Goal
Rewrite all of the rows below in full, requests included, multiplying every coordinate in the answers by 1.75 and rounding to the nearest whole number, with halves rounded up. Leave the numbers in the requests and their format samples unchanged, and omit the pictures.

━━━━━━━━━━━━━━━━

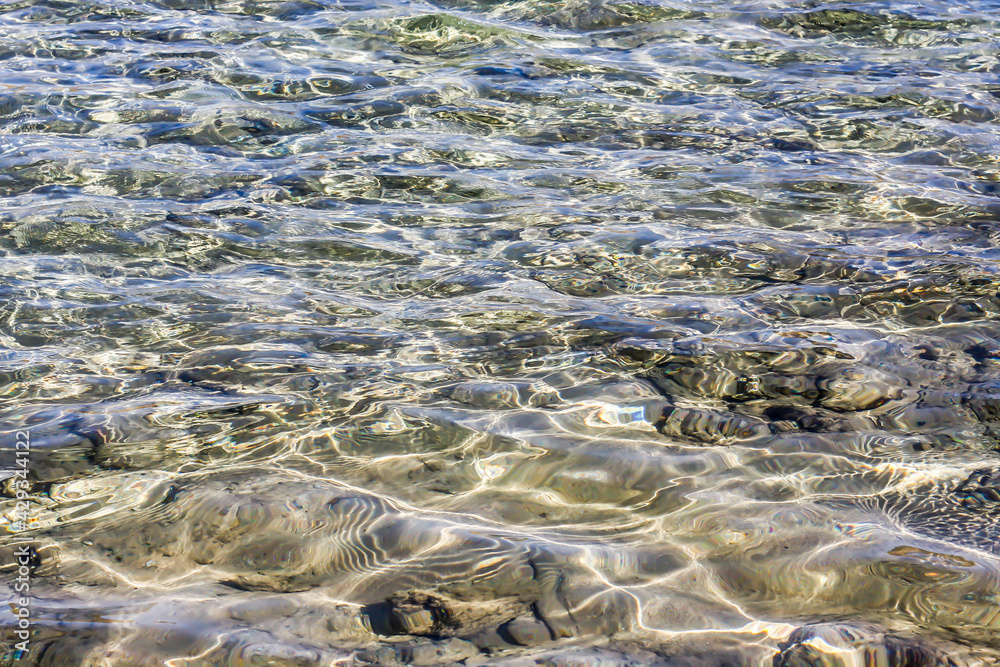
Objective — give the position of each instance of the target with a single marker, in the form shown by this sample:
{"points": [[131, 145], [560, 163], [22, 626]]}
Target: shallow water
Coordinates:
{"points": [[379, 332]]}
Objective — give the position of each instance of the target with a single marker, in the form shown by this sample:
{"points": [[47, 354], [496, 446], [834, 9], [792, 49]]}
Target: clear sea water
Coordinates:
{"points": [[525, 332]]}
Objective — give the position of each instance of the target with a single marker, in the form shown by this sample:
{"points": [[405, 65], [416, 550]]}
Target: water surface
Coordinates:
{"points": [[380, 332]]}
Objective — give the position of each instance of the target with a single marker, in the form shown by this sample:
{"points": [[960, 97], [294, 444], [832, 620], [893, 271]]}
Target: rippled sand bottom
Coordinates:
{"points": [[461, 332]]}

━━━━━━━━━━━━━━━━

Full answer
Objective — give the position of each instance of the target with a single marker, in the form shown by this sample:
{"points": [[131, 145], [560, 163], [22, 626]]}
Target: shallow water
Coordinates:
{"points": [[663, 581]]}
Objective — give the position of each instance of the target with a single marker, in the form shown by this sample:
{"points": [[47, 354], [496, 446], [834, 9], [792, 49]]}
Target: clear sea water
Coordinates:
{"points": [[919, 581]]}
Objective — give the position of each instance of the target with a single marker, in the form shown by this sample:
{"points": [[405, 65], [416, 550]]}
Target: water surface
Coordinates:
{"points": [[665, 581]]}
Objective — give the position of each instance of the target with a single marker, in the form shown by this sample:
{"points": [[960, 97], [294, 444], [832, 620], [893, 271]]}
Target: rippled sand bottom
Coordinates:
{"points": [[807, 581]]}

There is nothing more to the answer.